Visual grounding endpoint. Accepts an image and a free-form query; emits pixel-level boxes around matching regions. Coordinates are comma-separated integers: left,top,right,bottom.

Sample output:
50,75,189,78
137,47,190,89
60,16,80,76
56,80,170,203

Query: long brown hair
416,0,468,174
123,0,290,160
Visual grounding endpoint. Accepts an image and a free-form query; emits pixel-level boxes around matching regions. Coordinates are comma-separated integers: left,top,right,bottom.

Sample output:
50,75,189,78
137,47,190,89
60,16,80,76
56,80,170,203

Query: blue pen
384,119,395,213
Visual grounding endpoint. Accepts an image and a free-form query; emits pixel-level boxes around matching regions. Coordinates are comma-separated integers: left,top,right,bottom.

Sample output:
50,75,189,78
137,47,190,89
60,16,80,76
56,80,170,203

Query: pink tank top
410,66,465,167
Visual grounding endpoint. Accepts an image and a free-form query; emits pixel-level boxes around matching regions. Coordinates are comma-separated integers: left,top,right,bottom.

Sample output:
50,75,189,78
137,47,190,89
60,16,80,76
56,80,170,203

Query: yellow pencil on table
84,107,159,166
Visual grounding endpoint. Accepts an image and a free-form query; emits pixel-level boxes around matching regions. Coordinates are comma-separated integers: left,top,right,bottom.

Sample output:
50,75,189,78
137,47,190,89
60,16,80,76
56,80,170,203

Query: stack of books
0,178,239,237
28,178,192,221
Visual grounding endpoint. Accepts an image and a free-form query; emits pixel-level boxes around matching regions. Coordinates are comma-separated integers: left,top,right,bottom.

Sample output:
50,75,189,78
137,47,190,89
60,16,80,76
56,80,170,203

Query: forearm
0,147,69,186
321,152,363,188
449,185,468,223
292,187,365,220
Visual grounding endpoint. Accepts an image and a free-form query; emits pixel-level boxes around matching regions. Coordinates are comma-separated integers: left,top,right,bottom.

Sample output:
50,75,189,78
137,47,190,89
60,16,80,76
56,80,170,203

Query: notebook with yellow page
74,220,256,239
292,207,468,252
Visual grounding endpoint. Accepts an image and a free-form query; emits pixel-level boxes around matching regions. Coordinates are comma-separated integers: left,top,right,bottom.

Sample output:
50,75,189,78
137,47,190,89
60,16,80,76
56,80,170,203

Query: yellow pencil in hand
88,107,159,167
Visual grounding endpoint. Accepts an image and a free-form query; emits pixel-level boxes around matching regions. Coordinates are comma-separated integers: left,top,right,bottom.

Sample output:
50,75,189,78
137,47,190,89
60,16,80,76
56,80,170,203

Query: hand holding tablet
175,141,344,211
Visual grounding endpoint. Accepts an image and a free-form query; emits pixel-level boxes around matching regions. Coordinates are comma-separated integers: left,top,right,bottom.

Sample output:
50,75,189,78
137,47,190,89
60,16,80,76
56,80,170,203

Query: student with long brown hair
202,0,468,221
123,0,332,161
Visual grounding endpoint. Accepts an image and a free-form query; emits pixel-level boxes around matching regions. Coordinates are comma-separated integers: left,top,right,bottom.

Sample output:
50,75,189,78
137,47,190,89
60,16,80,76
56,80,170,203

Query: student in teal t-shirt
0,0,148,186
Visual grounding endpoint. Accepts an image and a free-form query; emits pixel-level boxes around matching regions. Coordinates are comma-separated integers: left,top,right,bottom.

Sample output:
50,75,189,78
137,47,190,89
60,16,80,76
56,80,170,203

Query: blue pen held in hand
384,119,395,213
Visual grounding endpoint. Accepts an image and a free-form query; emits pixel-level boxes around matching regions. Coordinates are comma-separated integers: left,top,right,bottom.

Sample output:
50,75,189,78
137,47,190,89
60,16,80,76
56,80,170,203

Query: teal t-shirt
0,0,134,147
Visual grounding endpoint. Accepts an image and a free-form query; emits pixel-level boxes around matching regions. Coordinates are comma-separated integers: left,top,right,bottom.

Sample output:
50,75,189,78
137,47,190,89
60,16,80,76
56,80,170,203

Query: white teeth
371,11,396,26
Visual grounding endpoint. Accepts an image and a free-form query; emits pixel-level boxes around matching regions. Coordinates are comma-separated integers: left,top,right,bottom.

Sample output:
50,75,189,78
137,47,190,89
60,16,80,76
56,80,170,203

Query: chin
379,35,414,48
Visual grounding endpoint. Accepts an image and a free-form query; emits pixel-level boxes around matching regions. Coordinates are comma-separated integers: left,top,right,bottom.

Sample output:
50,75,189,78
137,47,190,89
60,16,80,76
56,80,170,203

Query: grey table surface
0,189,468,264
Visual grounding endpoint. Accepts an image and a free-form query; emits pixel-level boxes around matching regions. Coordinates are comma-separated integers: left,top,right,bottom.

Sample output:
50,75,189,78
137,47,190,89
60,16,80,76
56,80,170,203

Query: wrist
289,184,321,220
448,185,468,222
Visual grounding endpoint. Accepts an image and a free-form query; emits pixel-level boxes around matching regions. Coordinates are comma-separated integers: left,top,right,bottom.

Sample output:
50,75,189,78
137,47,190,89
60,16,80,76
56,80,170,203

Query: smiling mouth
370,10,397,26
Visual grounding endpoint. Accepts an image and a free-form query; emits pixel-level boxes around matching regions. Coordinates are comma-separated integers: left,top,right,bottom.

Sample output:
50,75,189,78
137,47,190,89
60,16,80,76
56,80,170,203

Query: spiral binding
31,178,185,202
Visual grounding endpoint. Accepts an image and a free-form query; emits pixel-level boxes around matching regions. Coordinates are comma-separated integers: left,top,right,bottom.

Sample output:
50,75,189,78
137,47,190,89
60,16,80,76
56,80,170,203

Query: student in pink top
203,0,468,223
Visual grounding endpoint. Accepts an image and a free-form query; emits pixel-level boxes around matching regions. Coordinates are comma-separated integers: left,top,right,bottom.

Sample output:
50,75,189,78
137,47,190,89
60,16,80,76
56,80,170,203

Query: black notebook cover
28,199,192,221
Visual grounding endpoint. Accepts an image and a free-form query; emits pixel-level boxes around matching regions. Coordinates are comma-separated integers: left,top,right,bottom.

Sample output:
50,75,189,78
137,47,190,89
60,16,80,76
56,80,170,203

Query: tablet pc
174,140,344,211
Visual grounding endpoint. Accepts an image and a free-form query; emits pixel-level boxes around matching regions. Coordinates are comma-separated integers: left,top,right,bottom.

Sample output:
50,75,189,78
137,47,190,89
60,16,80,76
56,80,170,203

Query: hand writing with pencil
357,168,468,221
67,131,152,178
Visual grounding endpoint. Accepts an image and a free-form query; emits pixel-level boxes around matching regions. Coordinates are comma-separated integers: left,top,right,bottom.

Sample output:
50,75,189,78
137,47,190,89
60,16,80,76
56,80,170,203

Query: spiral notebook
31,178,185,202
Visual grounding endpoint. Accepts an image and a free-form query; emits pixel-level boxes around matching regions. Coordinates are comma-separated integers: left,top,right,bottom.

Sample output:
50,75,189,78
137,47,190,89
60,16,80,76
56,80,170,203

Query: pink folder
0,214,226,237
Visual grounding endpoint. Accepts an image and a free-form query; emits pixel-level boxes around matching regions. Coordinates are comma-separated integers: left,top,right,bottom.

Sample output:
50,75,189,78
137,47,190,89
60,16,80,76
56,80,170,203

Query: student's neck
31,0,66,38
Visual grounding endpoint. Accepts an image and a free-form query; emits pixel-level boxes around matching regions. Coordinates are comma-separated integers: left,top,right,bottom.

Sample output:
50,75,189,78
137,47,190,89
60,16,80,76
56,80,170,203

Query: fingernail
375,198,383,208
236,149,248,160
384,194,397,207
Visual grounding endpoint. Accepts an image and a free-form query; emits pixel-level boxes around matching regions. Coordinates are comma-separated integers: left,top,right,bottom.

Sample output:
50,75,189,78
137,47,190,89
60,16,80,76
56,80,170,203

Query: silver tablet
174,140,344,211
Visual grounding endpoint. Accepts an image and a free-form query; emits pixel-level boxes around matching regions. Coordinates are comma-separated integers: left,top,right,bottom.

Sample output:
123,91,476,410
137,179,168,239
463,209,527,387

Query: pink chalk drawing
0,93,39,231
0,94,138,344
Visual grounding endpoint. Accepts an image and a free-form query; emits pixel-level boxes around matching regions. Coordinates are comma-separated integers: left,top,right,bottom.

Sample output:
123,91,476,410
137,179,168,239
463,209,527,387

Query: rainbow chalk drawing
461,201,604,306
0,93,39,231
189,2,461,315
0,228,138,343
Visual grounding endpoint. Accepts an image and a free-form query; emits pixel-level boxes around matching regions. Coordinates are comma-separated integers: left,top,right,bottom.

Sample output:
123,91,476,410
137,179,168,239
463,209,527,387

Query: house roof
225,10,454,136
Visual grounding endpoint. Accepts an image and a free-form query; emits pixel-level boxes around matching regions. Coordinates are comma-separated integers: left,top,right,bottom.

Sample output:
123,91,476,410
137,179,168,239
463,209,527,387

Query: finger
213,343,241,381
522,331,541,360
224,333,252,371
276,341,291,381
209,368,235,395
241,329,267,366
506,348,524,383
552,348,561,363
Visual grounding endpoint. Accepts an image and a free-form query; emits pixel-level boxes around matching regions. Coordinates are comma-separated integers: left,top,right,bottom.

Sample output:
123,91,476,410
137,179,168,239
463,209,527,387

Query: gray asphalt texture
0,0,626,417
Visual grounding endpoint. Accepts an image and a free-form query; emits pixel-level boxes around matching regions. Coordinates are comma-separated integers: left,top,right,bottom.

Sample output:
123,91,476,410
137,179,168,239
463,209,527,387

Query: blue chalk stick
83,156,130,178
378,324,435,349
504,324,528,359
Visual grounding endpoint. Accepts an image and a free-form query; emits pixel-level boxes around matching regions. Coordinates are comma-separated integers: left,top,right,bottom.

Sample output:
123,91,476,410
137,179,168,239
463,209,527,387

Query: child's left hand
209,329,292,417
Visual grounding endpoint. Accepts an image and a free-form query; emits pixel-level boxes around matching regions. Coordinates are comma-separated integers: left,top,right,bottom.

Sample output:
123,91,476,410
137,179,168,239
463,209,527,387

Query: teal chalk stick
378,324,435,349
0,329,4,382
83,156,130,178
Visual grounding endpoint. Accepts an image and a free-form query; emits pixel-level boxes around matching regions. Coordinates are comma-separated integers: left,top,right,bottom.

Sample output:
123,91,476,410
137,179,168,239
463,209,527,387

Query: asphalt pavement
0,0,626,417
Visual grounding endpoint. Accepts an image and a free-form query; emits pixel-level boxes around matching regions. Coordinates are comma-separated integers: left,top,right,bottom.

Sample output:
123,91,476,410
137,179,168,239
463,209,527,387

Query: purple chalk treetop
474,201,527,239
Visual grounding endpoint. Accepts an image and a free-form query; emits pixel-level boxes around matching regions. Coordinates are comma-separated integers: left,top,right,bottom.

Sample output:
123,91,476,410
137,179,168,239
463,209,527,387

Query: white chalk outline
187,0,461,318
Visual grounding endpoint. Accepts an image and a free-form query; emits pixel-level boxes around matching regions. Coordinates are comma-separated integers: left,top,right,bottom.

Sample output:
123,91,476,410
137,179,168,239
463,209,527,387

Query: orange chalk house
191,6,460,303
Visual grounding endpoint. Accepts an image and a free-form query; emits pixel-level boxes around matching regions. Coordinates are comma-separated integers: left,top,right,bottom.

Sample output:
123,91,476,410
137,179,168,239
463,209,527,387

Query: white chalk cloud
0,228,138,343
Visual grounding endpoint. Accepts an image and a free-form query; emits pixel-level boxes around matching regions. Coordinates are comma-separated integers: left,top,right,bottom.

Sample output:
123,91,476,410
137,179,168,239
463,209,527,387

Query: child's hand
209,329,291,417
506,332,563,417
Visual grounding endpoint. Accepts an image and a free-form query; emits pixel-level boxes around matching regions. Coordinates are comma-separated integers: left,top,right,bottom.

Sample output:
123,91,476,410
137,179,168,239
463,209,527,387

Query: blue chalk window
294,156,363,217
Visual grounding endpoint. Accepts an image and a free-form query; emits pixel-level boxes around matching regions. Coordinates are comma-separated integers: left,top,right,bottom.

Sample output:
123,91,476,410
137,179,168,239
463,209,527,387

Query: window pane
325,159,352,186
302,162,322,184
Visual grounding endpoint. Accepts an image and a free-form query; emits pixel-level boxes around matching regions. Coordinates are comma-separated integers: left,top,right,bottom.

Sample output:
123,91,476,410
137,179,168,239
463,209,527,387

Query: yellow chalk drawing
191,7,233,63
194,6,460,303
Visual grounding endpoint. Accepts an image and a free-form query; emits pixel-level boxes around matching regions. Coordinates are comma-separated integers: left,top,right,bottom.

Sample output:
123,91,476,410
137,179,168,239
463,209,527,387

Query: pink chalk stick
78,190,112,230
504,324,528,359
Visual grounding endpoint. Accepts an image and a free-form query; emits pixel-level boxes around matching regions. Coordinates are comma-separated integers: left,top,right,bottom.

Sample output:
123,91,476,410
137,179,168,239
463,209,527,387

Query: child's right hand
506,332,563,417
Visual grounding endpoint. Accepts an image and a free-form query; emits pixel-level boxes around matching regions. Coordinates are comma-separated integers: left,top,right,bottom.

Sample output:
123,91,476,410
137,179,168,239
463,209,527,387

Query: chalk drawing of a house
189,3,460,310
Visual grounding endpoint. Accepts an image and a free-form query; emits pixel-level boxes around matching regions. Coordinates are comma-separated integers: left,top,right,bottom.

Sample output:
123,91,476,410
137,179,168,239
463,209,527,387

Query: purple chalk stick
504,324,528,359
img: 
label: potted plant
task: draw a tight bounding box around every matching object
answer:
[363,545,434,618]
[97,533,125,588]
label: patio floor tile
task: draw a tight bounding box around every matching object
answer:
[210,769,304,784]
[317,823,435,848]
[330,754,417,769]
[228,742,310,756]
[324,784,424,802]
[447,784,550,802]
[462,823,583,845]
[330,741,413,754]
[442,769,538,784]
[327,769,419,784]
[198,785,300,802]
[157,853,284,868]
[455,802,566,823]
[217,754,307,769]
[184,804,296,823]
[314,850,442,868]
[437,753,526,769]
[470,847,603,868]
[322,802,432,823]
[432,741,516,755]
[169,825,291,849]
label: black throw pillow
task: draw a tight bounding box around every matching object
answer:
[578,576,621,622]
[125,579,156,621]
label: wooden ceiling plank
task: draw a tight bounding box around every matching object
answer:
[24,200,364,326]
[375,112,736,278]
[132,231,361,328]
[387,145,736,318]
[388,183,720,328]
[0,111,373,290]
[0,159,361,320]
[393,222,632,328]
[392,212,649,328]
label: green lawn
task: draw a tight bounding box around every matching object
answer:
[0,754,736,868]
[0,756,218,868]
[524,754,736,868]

----

* [Task prompt]
Arrange everything from the first line of the rows through the line containing "123,0,290,160" (both included) as a Markdown table with columns No. and Text. Number each line in order and skip blank lines.

* [The completed task]
| No. | Text |
|---|---|
| 1 | Visual grounding endpoint. Accepts an image and a free-form query; emits pixel-level boxes around matching regions. Coordinates are comma-separated integers: left,top,right,bottom. |
| 2 | Sample output: |
| 3 | 50,75,189,78 |
| 4 | 137,47,190,89 |
| 5 | 60,16,80,76 |
| 6 | 56,80,170,203 |
| 7 | Query: long brown hair |
| 8 | 416,0,468,174 |
| 9 | 123,0,290,160 |